Passage to read:
=== Section Start ===
Last month, more than 16,000 scientists from 184 countries published a warning to humanity advising that we need to change our wicked ways to help the planet. To the irrational president who wants to make America great again at a terrible cost to the environment, such warnings make little sense.
The world under Trump is not a better place is also the ruling of Freedom House — an independent watchdog dedicated to the expansion of freedom and democracy around the world. In its latest report titled “Democracy in crisis”, Freedom House says, “Political rights and civil liberties around the world deteriorated to their lowest point in more than a decade in 2017, extending a period characterised by emboldened autocrats, beleaguered democracies, and the United States’ withdrawal from its leadership role in the global struggle for human freedom.”
=== Section End ===
Data provided:
=== Section Start ===
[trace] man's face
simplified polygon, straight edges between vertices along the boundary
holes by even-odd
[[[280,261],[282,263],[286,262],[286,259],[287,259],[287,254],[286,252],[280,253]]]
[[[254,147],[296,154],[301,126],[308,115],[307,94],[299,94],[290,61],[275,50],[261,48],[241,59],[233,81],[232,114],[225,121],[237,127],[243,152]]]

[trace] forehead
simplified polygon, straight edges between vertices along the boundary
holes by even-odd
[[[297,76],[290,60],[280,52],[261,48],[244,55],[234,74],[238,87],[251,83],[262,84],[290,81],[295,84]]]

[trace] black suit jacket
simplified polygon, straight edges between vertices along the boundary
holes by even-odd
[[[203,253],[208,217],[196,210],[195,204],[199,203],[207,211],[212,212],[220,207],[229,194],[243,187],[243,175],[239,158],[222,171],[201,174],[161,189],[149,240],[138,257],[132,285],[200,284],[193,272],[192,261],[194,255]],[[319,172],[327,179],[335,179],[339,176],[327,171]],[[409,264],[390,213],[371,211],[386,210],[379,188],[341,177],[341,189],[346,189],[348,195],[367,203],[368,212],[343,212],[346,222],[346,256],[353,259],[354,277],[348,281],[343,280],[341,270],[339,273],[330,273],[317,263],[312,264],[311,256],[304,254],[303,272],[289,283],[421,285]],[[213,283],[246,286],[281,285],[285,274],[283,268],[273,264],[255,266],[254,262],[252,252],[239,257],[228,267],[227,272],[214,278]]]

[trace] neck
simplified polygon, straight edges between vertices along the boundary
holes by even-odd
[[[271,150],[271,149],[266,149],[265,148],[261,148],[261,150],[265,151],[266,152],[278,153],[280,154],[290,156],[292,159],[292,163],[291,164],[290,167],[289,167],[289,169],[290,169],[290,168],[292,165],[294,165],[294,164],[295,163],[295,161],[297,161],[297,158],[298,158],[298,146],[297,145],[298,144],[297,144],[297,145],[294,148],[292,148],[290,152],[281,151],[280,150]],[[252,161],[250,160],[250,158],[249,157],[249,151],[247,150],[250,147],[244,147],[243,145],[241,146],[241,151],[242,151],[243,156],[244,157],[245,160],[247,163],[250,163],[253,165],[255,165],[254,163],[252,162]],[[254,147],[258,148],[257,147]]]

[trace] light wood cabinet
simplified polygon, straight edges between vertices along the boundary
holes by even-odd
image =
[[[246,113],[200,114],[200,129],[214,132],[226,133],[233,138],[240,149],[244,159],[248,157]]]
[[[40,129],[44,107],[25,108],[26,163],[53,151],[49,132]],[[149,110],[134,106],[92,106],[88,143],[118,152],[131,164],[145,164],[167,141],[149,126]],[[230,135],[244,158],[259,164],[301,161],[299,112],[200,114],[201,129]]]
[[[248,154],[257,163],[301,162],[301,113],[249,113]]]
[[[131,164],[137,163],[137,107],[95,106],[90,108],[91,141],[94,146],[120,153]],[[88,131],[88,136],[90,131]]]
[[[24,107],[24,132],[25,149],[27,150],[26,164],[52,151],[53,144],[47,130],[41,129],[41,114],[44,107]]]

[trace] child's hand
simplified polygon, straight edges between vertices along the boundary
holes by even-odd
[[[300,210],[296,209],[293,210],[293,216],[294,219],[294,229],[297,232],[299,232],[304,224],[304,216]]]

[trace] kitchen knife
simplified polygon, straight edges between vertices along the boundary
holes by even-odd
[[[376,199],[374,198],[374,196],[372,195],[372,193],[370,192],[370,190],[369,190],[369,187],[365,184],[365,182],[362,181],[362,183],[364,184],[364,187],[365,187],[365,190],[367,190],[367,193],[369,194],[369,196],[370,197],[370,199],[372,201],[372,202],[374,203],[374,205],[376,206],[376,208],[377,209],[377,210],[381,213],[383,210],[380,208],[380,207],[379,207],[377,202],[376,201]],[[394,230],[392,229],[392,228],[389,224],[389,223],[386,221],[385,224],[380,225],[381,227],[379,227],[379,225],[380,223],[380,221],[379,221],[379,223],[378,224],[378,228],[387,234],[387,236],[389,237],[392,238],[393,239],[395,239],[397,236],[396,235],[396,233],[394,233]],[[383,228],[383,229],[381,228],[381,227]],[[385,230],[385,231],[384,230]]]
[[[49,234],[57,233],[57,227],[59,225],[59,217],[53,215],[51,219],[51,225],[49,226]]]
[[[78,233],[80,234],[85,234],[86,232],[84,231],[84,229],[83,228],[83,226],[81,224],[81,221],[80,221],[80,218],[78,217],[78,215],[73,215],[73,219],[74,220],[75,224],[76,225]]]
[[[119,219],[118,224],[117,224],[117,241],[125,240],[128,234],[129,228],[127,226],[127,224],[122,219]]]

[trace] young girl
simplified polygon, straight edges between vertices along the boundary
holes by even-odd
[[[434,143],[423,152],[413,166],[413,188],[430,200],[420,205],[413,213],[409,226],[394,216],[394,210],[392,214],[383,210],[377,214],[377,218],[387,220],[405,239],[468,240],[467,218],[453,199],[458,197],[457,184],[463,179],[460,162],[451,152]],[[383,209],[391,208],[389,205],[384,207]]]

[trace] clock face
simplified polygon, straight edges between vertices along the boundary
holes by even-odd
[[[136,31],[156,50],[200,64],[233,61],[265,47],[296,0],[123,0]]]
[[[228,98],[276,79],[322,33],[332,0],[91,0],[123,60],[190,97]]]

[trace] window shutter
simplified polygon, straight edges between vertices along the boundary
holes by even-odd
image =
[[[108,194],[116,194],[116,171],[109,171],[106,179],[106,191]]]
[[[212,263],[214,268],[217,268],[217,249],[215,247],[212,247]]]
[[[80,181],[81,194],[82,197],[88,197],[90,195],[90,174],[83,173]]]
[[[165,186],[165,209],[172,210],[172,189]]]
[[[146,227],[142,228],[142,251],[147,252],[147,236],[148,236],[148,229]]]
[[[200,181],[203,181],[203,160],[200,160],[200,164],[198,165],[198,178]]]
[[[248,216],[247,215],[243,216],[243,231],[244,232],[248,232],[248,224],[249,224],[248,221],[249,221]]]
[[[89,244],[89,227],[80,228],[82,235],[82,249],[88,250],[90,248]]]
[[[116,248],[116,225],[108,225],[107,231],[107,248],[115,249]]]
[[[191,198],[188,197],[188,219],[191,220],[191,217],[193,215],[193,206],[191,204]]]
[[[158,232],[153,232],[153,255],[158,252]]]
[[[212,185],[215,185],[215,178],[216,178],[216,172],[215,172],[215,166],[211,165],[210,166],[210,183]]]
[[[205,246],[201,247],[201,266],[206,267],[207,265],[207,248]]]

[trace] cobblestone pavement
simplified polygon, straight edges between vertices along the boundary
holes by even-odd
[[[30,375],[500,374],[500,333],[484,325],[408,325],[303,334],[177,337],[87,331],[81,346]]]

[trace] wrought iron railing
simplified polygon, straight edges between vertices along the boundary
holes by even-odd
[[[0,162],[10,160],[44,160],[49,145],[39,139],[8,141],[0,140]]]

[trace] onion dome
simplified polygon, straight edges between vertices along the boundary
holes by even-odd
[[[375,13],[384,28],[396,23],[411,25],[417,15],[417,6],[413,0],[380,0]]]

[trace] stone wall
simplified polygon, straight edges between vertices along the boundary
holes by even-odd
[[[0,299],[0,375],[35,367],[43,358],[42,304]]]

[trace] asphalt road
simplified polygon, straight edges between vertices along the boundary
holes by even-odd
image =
=== Section End ===
What this exercise asks:
**a)** Reproduce the commentary on Trump between "Last month, more" and "make little sense.", inclusive.
**b)** According to the commentary on Trump, what does Freedom House's report find that supports its ruling that the world under Trump is not a better place? Answer in one to three sentences.
**c)** Pick up the commentary on Trump after its final sentence and keep writing.
None of the records are needed here.

Results in order:
**a)**
Last month, more than 16,000 scientists from 184 countries published a warning to humanity advising that we need to change our wicked ways to help the planet. To the irrational president who wants to make America great again at a terrible cost to the environment, such warnings make little sense.

**b)** The report, titled "Democracy in crisis," finds that political rights and civil liberties around the world fell in 2017 to their lowest point in more than a decade. It describes this as part of a period marked by emboldened autocrats, beleaguered democracies, and the United States' withdrawal from its leadership role in the global struggle for human freedom.

**c)**
Under Trump’s predecessor Barack Obama, autocrats the world over, especially in the developing world, feared the United States’ response with regard to human rights violations. Despite criticisms over the war on Libya and extrajudicial killings, the Obama administration attempted to arrest the democracy decay that began with President George W. Bush’s war-on-terror policies, under which human rights concerns had been ignored to give priority to whatever anti-terror measures. Today, democracy worldwide has been battered and weakened. In Europe and elsewhere, electoral victories of rightwing populist leaders who are anti-immigrant and anti-minorities are attributed to the Trump legacy marked by comments such as ‘shithole’ countries. In Trump’s speeches overseas, rarely does he mention the words democracy and human rights. On the contrary, he “expressed admiration and even personal friendship for some of the world’s most loathsome strongmen and dictators” (Freedom House 2018 report).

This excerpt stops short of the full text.